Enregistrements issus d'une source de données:
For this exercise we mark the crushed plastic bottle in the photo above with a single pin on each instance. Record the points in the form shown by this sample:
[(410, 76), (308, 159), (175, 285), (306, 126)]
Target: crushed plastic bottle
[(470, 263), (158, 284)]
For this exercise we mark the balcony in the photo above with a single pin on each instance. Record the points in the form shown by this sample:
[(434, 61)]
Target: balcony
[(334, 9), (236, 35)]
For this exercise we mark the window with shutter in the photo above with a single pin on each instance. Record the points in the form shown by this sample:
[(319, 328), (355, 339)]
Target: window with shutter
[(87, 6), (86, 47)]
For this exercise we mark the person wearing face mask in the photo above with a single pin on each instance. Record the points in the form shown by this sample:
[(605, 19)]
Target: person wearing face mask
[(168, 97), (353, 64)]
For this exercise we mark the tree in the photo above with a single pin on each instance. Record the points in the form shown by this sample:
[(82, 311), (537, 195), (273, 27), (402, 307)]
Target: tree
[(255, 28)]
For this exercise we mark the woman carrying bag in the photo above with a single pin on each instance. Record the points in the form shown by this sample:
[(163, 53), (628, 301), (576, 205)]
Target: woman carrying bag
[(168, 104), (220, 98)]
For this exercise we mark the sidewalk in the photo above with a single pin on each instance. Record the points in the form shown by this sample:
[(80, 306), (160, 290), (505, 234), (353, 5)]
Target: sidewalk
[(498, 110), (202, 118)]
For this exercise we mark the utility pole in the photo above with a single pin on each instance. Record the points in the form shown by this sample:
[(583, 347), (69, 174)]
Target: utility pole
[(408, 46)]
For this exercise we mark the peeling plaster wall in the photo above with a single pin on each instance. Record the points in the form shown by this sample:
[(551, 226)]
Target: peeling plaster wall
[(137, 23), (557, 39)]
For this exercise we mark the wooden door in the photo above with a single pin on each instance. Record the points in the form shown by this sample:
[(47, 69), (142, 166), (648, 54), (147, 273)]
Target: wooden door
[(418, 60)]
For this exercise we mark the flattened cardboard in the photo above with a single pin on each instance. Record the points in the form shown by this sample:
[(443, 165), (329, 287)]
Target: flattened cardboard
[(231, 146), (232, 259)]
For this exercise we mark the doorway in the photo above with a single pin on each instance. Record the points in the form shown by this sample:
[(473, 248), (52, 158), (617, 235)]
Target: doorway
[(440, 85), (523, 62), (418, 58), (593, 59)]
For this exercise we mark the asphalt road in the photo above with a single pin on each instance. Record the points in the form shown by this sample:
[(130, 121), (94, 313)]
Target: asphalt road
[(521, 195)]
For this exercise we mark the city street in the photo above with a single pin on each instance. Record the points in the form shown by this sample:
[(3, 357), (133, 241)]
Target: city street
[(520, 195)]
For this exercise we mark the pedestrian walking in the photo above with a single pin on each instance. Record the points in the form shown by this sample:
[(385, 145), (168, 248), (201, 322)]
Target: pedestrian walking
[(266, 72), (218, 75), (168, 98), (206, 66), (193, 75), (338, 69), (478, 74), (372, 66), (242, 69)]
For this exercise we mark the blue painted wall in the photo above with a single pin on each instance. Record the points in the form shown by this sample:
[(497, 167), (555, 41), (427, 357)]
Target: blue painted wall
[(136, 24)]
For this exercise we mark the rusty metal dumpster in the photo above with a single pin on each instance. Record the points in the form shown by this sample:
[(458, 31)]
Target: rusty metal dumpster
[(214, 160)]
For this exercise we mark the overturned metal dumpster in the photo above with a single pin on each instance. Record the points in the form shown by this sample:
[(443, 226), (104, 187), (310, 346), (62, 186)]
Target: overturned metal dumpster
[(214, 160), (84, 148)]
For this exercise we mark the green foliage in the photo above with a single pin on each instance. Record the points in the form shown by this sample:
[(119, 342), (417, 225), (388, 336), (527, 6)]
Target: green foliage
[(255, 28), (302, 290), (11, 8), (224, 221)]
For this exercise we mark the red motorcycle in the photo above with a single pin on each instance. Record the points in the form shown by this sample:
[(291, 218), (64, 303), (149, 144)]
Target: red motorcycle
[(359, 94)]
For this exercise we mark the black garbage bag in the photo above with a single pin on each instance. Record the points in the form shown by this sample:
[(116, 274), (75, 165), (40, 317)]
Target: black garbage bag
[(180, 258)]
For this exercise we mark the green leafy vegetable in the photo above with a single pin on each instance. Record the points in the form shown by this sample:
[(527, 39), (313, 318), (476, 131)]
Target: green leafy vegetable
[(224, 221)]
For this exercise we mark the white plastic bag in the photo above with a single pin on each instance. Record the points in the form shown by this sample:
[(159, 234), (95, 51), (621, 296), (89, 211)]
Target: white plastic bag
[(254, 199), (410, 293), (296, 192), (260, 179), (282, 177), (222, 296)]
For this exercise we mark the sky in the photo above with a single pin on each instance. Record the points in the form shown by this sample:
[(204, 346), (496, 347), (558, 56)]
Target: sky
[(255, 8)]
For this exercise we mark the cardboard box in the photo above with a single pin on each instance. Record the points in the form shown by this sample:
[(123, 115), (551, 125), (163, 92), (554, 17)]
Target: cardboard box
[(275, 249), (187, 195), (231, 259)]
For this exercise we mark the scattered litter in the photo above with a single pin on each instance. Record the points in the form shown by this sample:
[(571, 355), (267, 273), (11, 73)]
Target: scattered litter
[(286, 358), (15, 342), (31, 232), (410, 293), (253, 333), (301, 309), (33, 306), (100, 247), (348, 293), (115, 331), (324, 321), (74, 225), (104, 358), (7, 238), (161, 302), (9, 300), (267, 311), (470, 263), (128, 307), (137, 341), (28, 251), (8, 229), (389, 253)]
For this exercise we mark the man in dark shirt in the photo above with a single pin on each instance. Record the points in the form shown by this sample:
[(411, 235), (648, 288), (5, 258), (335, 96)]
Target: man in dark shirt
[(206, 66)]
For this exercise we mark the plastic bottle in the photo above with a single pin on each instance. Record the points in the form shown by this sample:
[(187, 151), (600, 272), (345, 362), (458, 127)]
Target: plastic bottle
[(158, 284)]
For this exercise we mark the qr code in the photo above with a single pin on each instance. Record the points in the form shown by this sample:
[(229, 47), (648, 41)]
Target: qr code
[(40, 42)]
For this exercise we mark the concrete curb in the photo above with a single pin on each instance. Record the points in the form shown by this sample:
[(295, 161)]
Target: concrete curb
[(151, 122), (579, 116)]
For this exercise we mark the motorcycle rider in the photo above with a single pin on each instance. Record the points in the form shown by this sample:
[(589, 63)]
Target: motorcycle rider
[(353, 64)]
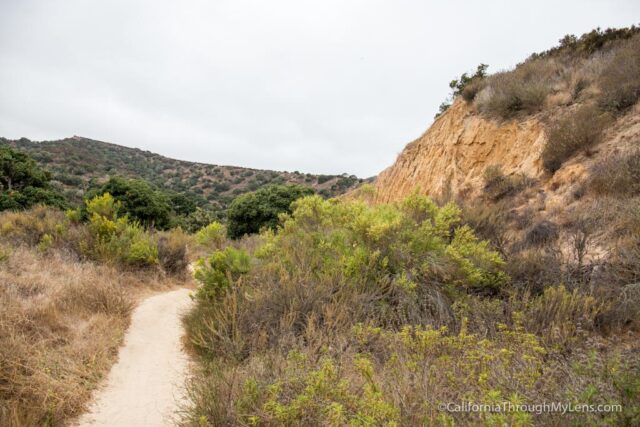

* CONSIGNES DE L'EXERCICE *
Pouvez-vous réécrire tous les items ci-dessus en remplaçant « Target » par « Object », sans rien modifier d'autre et en laissant les images de côté ?

* CORRIGÉ *
For this exercise we mark the crushed plastic bottle in the photo above with a single pin on each instance. Record the points in the form shown by this sample:
[(410, 76), (308, 159), (175, 285), (306, 126)]
Object: crushed plastic bottle
[(470, 263), (158, 284)]
For this exercise we mark the balcony in the photo above with a single pin on each instance. Record the points in the form shown by this sample:
[(434, 61)]
Object: balcony
[(334, 9), (236, 35)]
For this exercise we mark the window with shutter in the photo above with a single pin on each instance. Record the points in the form shown by this sample:
[(319, 328), (355, 339)]
Object: window with shutter
[(87, 6), (86, 47)]
For this exercise we mark the person wearing face mask in the photo above with a single pin on each instance. Record the points in the form shown by this sample:
[(605, 19)]
Object: person wearing face mask
[(168, 97), (353, 64)]
For this exercise we mark the tree in the photo above with a single pin on each instance. Record the points in the form shown by this sample:
[(82, 311), (537, 195), (273, 27), (402, 307)]
Object: tree
[(255, 28)]
For this exercise we mark the woman carrying bag in the photo above with a single pin on each instance. Record the points in the form shown by this sample:
[(163, 53), (628, 301), (576, 205)]
Object: woman carrying bag
[(168, 104), (220, 98)]
For this exercise we mark the sidewalk in the photo above with a single pin on each instance. Record the points in the form shown by this sample:
[(80, 306), (160, 290), (505, 234), (353, 5)]
Object: sidewalk
[(498, 110), (202, 118)]
For this exercise we mark the utility pole in the photo above with a single pin on each instance. Record the points in the form shown by this sample:
[(583, 347), (69, 174)]
Object: utility pole
[(408, 46)]
For this exercise we mark the peeling plaster wall in the photo above with a single pin on each instance. Record the points in the form shown by this sample:
[(551, 226)]
Object: peeling plaster wall
[(137, 23), (557, 39)]
For this exercise we mark the wooden door in the photo above with a single pin on each instance. Record the points in the form shown by this sample:
[(47, 69), (142, 166), (648, 54), (147, 273)]
Object: wooden door
[(418, 60)]
For this exercise we mark the flattened cardboard in the photo above with a single pin on each instance. Record the points in the form shown by this sample:
[(443, 165), (329, 287)]
Object: flattened cardboard
[(231, 146), (232, 259)]
For this exercise we mark the doorway in the photo above with a single pin on each instance. Record the points in the form shown by this sample:
[(473, 248), (52, 158), (617, 235)]
Object: doorway
[(440, 85), (523, 62), (418, 58), (593, 59)]
For this exercise we mark the asphalt road in the photo above with a single pin on each instance. Record the points in the form shown by this sample:
[(130, 121), (94, 313)]
Object: asphalt road
[(521, 195)]
For this exercise we mark the city street in the photo above with a single pin on each instance. Record the points in the form shown by this sample:
[(3, 357), (133, 241)]
Object: city street
[(520, 195)]
For this exercise we mark the pedestrian walking in the photo above with a single pin on each instance. Record the points in the form shown by this sample:
[(385, 145), (168, 248), (201, 322)]
Object: pedestrian walking
[(266, 72), (218, 75), (168, 98), (206, 66), (193, 75), (338, 69), (478, 74), (372, 66), (242, 69)]
For this exercise we mark the blue painted wall in the photo above with a single pin on each instance. Record the points in the form shown by this sample:
[(497, 167), (555, 41), (427, 357)]
Object: blue painted wall
[(136, 24)]
For this exercise we mark the rusty metal dumpster in the photo above with a single pin on each instance. Record the points in the form shown by this sample:
[(458, 31)]
Object: rusty metal dumpster
[(214, 160)]
For this exercise we mark the overturned metal dumpster in the photo above with a single pin on each instance. Record the points in the form shown by this sample:
[(443, 226), (104, 187), (310, 346), (62, 186)]
Object: overturned metal dumpster
[(214, 160), (84, 148)]
For this exercise we mark the green foliage in the photo above with a single pin on each instance. Record the points in the form shown by this sample:
[(119, 342), (417, 225), (388, 336), (527, 6)]
Object: green foliage
[(255, 28), (302, 290), (11, 8), (224, 221)]
For this exercise we mark the red motorcycle in the photo above with a single pin on each instance. Record the points in the form shown by this sample:
[(291, 218), (64, 303), (149, 144)]
Object: red motorcycle
[(359, 94)]
For this exercise we mark the black garbage bag in the photo above with a single pin on each instance. Record the points in the form shown by this sample:
[(116, 274), (75, 165), (40, 317)]
Object: black garbage bag
[(180, 258)]
For this exercise we mark the green leafy vegetable in the photo above with a single pin on each instance. Record the points in the form shown by this sample:
[(527, 39), (313, 318), (476, 131)]
Object: green leafy vegetable
[(224, 221)]
For this exercise we mark the white plastic bag in the photo above with a single pin on each instance. Record the points in the form shown by this sample:
[(159, 234), (95, 51), (621, 296), (89, 211)]
Object: white plastic bag
[(254, 199), (410, 293), (296, 192), (260, 179), (282, 177), (222, 296)]
For this exercise we mark the sky in the photo above with a single pin on each instance. Record the points in the form shown by this sample:
[(204, 346), (496, 347), (558, 56)]
Object: sky
[(255, 8)]
For this exercise we mark the cardboard box in the photo above with a single pin on each instance. Record the points in the form shown by this sample:
[(123, 115), (551, 125), (163, 92), (554, 17)]
Object: cardboard box
[(275, 249), (187, 195), (231, 259)]
For this exercise we mark the scattered litter in the photo above with a single pin on each instance. Record the points in the form shown by this sample:
[(571, 355), (267, 273), (11, 73)]
Object: scattered litter
[(286, 358), (15, 342), (31, 232), (410, 293), (253, 333), (301, 309), (33, 306), (100, 247), (348, 293), (115, 331), (324, 321), (74, 225), (104, 358), (7, 238), (161, 302), (9, 300), (267, 311), (470, 263), (128, 307), (137, 341), (28, 251), (8, 229), (389, 253)]
For this exercise we mark the man in dark shirt in the photo above with a single pin on each instance. Record the points in the form shown by this sample:
[(411, 235), (648, 288), (5, 258), (335, 96)]
Object: man in dark shirt
[(206, 66)]
For this exercise we mark the plastic bottle in the photo above with a single pin on each instance. Record the points in the form shown by this sample:
[(187, 151), (600, 272), (345, 362), (458, 127)]
Object: plastic bottle
[(158, 284)]
For this exercise we mark the qr code in the photo above with a single pin on each instance. Record the points in the form shown by this sample:
[(229, 47), (648, 41)]
Object: qr code
[(40, 42)]
For this exercise we mark the concrete curb in the photo above with a single pin on each instance. Record the points in the form shown by this sample:
[(295, 161)]
Object: concrete curb
[(151, 122), (579, 116)]
For this exercise we mark the motorcycle rider in the photo above with a single pin on each instance. Record the points in the form shown by this sample:
[(589, 63)]
Object: motorcycle rider
[(353, 64)]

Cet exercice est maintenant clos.